• Work item: The data follows this line. Copy verbatim the line with "written like (45,29)." and each line after it to the end.

────

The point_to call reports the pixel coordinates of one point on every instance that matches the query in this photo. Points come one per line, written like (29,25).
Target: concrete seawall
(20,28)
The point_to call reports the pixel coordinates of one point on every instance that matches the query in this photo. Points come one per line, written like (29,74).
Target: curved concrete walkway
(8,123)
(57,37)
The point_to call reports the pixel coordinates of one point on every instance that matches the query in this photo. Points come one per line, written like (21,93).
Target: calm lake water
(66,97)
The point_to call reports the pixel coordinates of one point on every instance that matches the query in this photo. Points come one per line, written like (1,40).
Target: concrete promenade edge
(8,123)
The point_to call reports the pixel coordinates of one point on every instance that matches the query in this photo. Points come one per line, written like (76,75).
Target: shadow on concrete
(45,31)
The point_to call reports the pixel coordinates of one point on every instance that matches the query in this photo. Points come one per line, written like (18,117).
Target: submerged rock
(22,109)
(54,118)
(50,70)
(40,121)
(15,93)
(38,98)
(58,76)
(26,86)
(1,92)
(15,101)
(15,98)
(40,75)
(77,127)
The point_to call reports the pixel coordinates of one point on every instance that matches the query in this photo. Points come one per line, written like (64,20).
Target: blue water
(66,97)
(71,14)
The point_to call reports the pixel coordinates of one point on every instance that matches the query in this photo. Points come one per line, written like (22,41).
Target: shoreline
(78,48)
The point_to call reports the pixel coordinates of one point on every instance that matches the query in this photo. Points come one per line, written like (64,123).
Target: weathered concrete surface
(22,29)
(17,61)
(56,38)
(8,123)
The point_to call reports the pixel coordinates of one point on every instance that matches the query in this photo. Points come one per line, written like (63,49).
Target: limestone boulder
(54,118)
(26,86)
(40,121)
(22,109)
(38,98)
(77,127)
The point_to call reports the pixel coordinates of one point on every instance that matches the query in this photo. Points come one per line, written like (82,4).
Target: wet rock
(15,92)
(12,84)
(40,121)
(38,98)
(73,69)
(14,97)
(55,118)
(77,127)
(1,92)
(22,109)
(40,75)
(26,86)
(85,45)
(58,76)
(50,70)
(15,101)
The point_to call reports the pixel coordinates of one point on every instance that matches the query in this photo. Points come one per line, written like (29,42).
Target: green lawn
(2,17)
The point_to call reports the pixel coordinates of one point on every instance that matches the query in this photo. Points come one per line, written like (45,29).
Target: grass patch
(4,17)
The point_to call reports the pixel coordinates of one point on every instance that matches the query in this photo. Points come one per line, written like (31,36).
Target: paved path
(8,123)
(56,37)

────

• Output of the exercise:
The point_to call reports the pixel coordinates of one point on every instance that matches the query in this photo. Points come one per line, written like (45,29).
Target: grass patch
(4,17)
The point_to call reports the pixel coordinates of one point on every instance that matches the query in this photo. Points come one per line, written like (31,36).
Target: paved path
(8,123)
(56,37)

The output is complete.